Problem: Arrange the lines below as a Markdown table with the columns "Row" and "Line", starting at the line that contains "Does the image below contain any cross" and stopping after the line that contains "[521, 117, 529, 135]". Number each row, skip blank lines, and leave the pictures out.

Given entries:
** BEGIN **

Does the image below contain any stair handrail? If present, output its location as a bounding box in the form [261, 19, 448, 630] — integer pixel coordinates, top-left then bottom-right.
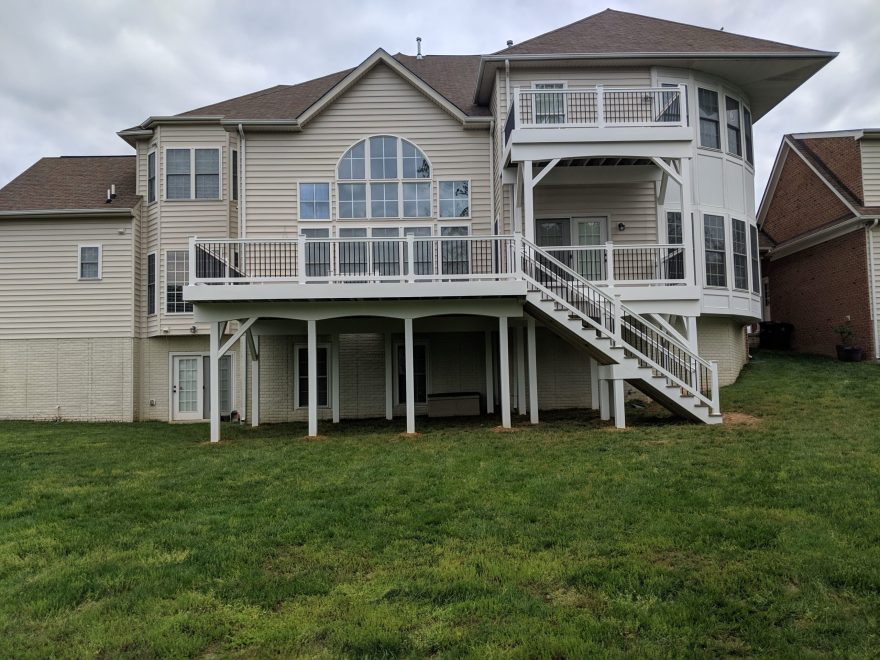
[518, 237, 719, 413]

** END **
** BEGIN **

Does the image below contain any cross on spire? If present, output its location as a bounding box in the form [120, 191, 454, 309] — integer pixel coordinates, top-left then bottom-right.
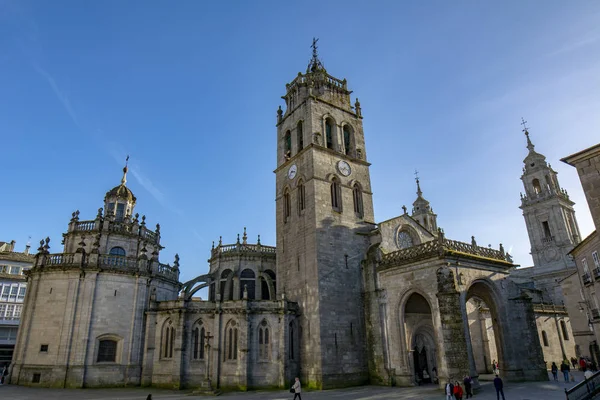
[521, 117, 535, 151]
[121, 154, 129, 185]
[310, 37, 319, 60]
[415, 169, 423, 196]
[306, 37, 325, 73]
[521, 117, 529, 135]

** END **

Result of this task:
| Row | Line |
|---|---|
| 1 | Does the image below contain any cross on spire? If present, output its location as a bounding box in the form [120, 191, 454, 309] — integer pixel coordinates, top-left then bottom-right. |
| 2 | [521, 117, 535, 151] |
| 3 | [121, 154, 129, 185] |
| 4 | [310, 37, 319, 60] |
| 5 | [415, 169, 423, 196] |
| 6 | [306, 37, 325, 73] |
| 7 | [521, 117, 529, 135] |